▸ WHAT IS ASKED
The required output is the line that contains "TARGET: solar panel" plus every line after it in the listing below, copied exactly as it appears.

▸ DATA FOR PROCESSING
:::::

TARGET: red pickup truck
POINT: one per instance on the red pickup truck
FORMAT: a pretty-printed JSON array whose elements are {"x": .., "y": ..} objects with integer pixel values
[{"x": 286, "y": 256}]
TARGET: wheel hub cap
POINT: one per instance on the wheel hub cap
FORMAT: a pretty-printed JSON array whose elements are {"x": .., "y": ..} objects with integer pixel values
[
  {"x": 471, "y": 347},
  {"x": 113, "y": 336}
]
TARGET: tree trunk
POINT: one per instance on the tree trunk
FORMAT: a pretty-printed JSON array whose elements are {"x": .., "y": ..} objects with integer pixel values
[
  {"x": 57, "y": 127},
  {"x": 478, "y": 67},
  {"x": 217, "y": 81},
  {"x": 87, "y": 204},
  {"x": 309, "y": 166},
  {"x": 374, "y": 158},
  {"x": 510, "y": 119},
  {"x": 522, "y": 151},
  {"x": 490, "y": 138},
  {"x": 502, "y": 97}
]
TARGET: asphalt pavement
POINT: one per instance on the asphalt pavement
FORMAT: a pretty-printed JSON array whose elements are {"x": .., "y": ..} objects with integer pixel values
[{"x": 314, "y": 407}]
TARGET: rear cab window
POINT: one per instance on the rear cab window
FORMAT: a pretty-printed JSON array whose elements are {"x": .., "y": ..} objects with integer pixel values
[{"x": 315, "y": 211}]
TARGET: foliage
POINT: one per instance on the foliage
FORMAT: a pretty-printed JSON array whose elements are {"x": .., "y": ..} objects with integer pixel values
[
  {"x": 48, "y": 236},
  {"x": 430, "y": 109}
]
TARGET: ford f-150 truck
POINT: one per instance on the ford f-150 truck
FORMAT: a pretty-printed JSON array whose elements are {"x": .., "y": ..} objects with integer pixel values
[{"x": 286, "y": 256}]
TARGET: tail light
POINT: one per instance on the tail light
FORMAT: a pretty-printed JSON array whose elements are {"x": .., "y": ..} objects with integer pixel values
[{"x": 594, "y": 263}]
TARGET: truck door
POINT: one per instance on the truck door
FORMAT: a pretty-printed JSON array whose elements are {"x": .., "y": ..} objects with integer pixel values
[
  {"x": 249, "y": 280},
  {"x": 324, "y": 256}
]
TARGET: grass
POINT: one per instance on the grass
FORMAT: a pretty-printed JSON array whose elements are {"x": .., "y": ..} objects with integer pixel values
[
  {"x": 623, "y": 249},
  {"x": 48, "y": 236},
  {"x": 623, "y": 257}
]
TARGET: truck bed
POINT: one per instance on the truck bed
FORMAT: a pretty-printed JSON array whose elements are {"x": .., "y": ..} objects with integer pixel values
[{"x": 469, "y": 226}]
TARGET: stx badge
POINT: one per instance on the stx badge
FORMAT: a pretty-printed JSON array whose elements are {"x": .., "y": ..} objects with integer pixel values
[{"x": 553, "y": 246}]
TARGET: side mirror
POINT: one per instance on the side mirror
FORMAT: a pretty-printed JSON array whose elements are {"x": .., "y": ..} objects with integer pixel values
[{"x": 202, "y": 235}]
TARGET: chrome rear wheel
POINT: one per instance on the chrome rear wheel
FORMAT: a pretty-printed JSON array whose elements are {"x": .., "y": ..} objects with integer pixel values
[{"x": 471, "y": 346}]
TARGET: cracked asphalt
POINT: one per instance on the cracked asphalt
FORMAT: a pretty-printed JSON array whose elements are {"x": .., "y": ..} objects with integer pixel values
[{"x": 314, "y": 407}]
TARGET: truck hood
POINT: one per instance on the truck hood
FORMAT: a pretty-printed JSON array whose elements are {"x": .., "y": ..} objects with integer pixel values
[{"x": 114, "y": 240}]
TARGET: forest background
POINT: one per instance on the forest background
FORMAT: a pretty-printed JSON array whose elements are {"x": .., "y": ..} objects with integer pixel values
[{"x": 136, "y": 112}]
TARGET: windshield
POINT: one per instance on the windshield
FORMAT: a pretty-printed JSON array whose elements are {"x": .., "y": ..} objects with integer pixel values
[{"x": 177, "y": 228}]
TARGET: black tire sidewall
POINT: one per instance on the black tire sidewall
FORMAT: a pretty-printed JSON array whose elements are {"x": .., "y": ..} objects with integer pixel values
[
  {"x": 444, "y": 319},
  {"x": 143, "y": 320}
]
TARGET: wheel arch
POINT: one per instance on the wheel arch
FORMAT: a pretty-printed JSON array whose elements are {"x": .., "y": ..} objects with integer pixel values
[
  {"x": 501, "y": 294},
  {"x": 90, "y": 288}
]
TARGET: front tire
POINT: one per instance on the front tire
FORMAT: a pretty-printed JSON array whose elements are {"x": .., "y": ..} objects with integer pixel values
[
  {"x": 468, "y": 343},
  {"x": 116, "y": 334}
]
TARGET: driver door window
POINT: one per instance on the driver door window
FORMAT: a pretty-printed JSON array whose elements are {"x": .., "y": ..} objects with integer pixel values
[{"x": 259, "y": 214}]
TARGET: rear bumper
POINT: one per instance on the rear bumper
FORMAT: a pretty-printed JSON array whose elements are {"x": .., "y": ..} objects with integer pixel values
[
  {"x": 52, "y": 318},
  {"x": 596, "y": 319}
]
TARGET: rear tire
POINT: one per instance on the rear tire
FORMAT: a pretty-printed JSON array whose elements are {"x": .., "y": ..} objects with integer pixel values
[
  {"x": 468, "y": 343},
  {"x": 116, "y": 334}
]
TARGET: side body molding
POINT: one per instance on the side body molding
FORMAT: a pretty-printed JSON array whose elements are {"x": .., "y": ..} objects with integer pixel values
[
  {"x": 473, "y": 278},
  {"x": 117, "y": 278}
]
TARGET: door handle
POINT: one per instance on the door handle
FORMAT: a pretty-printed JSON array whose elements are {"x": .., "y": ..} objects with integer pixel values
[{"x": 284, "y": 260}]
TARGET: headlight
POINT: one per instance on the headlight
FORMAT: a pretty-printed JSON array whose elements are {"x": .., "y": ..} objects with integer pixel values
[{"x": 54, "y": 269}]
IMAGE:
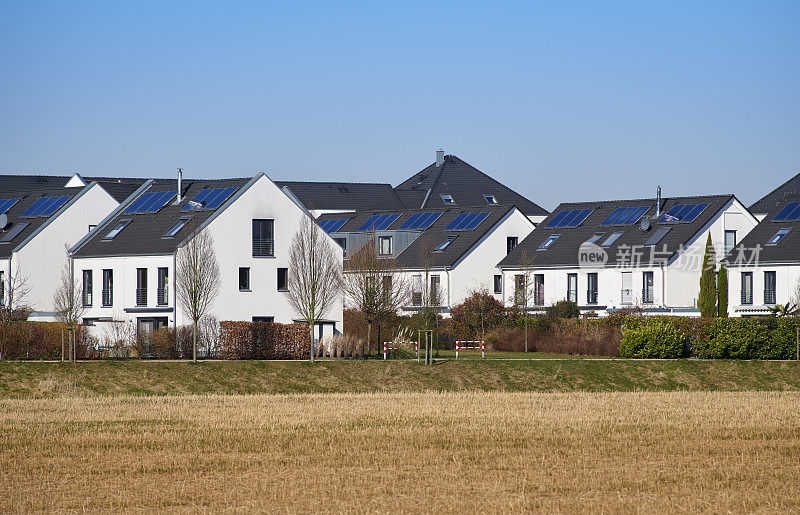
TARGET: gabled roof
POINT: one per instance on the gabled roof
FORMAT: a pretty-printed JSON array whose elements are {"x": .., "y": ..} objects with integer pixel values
[
  {"x": 144, "y": 234},
  {"x": 565, "y": 250},
  {"x": 413, "y": 256},
  {"x": 349, "y": 196},
  {"x": 465, "y": 183},
  {"x": 26, "y": 200},
  {"x": 789, "y": 191}
]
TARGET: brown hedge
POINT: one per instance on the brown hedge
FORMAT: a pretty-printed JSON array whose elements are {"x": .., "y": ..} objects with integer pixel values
[{"x": 264, "y": 340}]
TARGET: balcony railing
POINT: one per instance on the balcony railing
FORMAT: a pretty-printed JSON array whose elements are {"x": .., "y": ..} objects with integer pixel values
[
  {"x": 162, "y": 295},
  {"x": 141, "y": 296},
  {"x": 263, "y": 248}
]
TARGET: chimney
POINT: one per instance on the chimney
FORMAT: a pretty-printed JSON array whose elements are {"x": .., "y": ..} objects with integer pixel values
[
  {"x": 658, "y": 201},
  {"x": 180, "y": 181}
]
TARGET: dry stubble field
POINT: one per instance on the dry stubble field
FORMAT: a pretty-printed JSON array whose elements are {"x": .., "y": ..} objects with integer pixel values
[{"x": 450, "y": 452}]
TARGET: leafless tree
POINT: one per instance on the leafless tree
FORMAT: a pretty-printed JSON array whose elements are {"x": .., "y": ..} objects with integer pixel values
[
  {"x": 373, "y": 287},
  {"x": 315, "y": 275},
  {"x": 68, "y": 305},
  {"x": 197, "y": 279}
]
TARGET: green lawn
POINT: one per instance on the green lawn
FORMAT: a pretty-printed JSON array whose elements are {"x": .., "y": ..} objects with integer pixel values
[{"x": 32, "y": 379}]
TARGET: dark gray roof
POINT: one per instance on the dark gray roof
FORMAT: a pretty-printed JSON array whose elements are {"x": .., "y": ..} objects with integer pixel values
[
  {"x": 350, "y": 196},
  {"x": 786, "y": 192},
  {"x": 144, "y": 234},
  {"x": 466, "y": 184},
  {"x": 26, "y": 200},
  {"x": 564, "y": 251},
  {"x": 412, "y": 256}
]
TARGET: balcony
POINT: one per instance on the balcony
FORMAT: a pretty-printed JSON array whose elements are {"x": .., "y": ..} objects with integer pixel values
[
  {"x": 141, "y": 296},
  {"x": 108, "y": 297}
]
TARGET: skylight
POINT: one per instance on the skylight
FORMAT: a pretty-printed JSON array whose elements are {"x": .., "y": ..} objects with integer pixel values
[
  {"x": 443, "y": 245},
  {"x": 116, "y": 230},
  {"x": 625, "y": 215},
  {"x": 611, "y": 239},
  {"x": 466, "y": 221},
  {"x": 781, "y": 234},
  {"x": 683, "y": 213},
  {"x": 569, "y": 218},
  {"x": 45, "y": 206},
  {"x": 549, "y": 241}
]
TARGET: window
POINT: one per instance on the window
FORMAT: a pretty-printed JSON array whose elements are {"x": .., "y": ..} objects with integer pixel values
[
  {"x": 591, "y": 288},
  {"x": 244, "y": 278},
  {"x": 283, "y": 281},
  {"x": 141, "y": 286},
  {"x": 611, "y": 239},
  {"x": 446, "y": 243},
  {"x": 769, "y": 288},
  {"x": 647, "y": 287},
  {"x": 572, "y": 287},
  {"x": 263, "y": 238},
  {"x": 778, "y": 236},
  {"x": 86, "y": 297},
  {"x": 511, "y": 243},
  {"x": 747, "y": 288},
  {"x": 730, "y": 240},
  {"x": 116, "y": 230},
  {"x": 385, "y": 245},
  {"x": 175, "y": 229},
  {"x": 108, "y": 288},
  {"x": 538, "y": 289},
  {"x": 162, "y": 294},
  {"x": 549, "y": 241}
]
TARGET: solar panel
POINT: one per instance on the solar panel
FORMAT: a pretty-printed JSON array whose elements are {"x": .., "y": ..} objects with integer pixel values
[
  {"x": 625, "y": 215},
  {"x": 419, "y": 221},
  {"x": 151, "y": 202},
  {"x": 6, "y": 204},
  {"x": 379, "y": 222},
  {"x": 209, "y": 199},
  {"x": 46, "y": 206},
  {"x": 330, "y": 226},
  {"x": 683, "y": 213},
  {"x": 790, "y": 212},
  {"x": 466, "y": 221}
]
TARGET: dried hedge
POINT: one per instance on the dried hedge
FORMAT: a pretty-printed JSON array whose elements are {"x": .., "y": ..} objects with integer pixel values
[{"x": 264, "y": 340}]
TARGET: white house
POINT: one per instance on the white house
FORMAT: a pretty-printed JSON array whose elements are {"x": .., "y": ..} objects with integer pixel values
[
  {"x": 456, "y": 248},
  {"x": 127, "y": 265},
  {"x": 38, "y": 228},
  {"x": 612, "y": 255},
  {"x": 765, "y": 265}
]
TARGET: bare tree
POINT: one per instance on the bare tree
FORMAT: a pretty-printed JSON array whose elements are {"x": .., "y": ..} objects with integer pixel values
[
  {"x": 315, "y": 275},
  {"x": 68, "y": 305},
  {"x": 373, "y": 287},
  {"x": 197, "y": 279}
]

:::::

▸ TASK OUTPUT
TARGET: solar panel
POINT: one per instance on the solar panel
FORMAT: a pretty-printed JSON array whose elements are {"x": .., "y": ..} objects with integer pixel values
[
  {"x": 625, "y": 215},
  {"x": 419, "y": 221},
  {"x": 151, "y": 202},
  {"x": 6, "y": 204},
  {"x": 379, "y": 222},
  {"x": 209, "y": 199},
  {"x": 46, "y": 206},
  {"x": 330, "y": 226},
  {"x": 683, "y": 213},
  {"x": 790, "y": 212},
  {"x": 466, "y": 221}
]
TARGET: dried hedge
POINT: one per instance on the dried hedge
FORMAT: a pretty-printed JSON array whose elements are {"x": .., "y": ..} objects with integer pixel values
[{"x": 264, "y": 340}]
TARGET: white house
POINT: one per instance on the white house
FORMAT: a pretty-printed JSON array whose elements are {"x": .., "y": ..} objects with integer pixel values
[
  {"x": 456, "y": 248},
  {"x": 127, "y": 265},
  {"x": 38, "y": 228},
  {"x": 612, "y": 255},
  {"x": 765, "y": 265}
]
TARGET: bare tree
POINT: one per instance on the bare tree
FORMAT: a pretty-printed JSON array whose elements are {"x": .., "y": ..} objects with integer pixel values
[
  {"x": 315, "y": 275},
  {"x": 68, "y": 305},
  {"x": 373, "y": 287},
  {"x": 197, "y": 279}
]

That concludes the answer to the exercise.